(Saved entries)
◇ ◇ ◇ ◇

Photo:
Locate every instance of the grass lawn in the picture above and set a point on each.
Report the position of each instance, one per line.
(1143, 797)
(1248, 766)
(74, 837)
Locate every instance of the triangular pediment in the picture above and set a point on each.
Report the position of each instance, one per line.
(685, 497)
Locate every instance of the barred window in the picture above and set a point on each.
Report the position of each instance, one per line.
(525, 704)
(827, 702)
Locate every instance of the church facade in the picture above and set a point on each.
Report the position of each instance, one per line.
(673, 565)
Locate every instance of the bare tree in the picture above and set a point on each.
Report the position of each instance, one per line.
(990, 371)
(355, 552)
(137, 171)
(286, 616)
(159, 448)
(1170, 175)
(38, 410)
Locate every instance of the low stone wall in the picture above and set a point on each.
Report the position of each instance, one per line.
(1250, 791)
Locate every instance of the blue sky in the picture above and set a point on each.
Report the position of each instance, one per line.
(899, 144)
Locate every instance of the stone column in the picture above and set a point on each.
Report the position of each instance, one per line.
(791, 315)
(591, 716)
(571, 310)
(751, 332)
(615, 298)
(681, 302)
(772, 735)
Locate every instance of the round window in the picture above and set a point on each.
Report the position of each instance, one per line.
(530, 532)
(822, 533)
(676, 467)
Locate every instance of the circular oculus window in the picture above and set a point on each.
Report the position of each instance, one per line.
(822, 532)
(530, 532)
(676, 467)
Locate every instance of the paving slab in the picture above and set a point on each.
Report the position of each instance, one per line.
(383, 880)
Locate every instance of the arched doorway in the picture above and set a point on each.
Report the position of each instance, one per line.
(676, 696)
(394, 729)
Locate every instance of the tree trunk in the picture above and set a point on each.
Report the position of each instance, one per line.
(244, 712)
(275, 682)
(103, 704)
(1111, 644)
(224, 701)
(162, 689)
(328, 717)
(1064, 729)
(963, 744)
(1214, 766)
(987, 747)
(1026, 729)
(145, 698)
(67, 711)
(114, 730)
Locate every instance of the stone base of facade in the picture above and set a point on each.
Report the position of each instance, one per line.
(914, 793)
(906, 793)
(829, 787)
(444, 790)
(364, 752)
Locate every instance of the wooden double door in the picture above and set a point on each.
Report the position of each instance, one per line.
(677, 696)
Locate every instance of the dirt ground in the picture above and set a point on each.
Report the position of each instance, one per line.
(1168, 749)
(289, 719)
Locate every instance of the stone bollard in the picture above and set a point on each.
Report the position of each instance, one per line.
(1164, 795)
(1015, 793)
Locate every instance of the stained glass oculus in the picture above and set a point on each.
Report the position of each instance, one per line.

◇ ◇ ◇ ◇

AIM OF THE EXERCISE: Rewrite the material above as a numbered list, omitting any blank lines.

COMPLETE RESPONSE:
1. Photo:
2. Locate every instance of the grass lawn in the picture above and set a point on each.
3. Report the position of each instance, one per line.
4. (1143, 797)
5. (1248, 766)
6. (74, 837)
7. Locate every instance of the triangular pediment in the picture above and set a point on each.
8. Report the position of each instance, one per line.
9. (685, 497)
10. Locate every instance of the barred window in the picture above and set a point on each.
11. Report the position of each instance, one per line.
12. (525, 704)
13. (827, 702)
14. Locate every instance of the church facade in the picture above and set a point on each.
15. Report the position of each instance, one per line.
16. (673, 565)
17. Locate every instance of the bare tree in the picture above and set a point on each.
18. Report the position of each instance, one per line.
19. (990, 371)
20. (355, 552)
21. (137, 171)
22. (286, 616)
23. (159, 448)
24. (1170, 175)
25. (38, 410)
26. Locate every instance of the low stone wall in the picture above and set a point on each.
27. Report the position of each instance, one per line.
28. (1250, 791)
29. Locate every instance of the blue sky in the picture above and set a point on each.
30. Report the position of each instance, one per line.
31. (899, 144)
32. Locate every instance of the stone column in the picture above and set a point on each.
33. Report the position of each instance, one per line.
34. (791, 315)
35. (591, 716)
36. (571, 310)
37. (751, 332)
38. (615, 298)
39. (681, 302)
40. (772, 735)
41. Locate every instance of the round window in the picture above and set a point on each.
42. Report the position of each instance, one per line.
43. (530, 532)
44. (822, 533)
45. (676, 467)
46. Locate every instance of the circular oculus window in the picture above and set a point on each.
47. Report the position of each instance, one per line.
48. (822, 532)
49. (530, 532)
50. (676, 467)
51. Locate every instance of the paving slab in the picture above and set a point on each.
52. Report the position of each instance, one per line.
53. (383, 880)
54. Locate every instance of the arched doorway in the picture above and set a point on each.
55. Report the position of each instance, one per line.
56. (676, 696)
57. (394, 729)
58. Locate every instance of the tree trunk in the picture above and set a point on each.
59. Report the position of each instance, one per line.
60. (244, 712)
61. (275, 682)
62. (103, 704)
63. (1111, 644)
64. (224, 701)
65. (162, 689)
66. (328, 717)
67. (1064, 729)
68. (963, 744)
69. (1214, 766)
70. (987, 747)
71. (1026, 729)
72. (145, 698)
73. (67, 711)
74. (114, 730)
75. Locate every instance of the stone base of facade in the picture above and set a point on each.
76. Report the position of each instance, one per line.
77. (914, 793)
78. (906, 793)
79. (829, 787)
80. (444, 790)
81. (364, 752)
82. Locate every instance of the wooden double door in the picture above and set a point on each.
83. Report the position of each instance, one per line.
84. (677, 696)
85. Locate every instance of the dirt ground in the picture above and set a point on each.
86. Report the position of each instance, one per line.
87. (1168, 749)
88. (289, 719)
89. Locate every instance of the stone bollard in the picture above and set a point on each.
90. Report the position of each instance, one per line.
91. (1164, 795)
92. (1015, 793)
93. Locate every instance of the stained glass oculus in the picture above and set a point on each.
94. Report the position of each instance, one per line.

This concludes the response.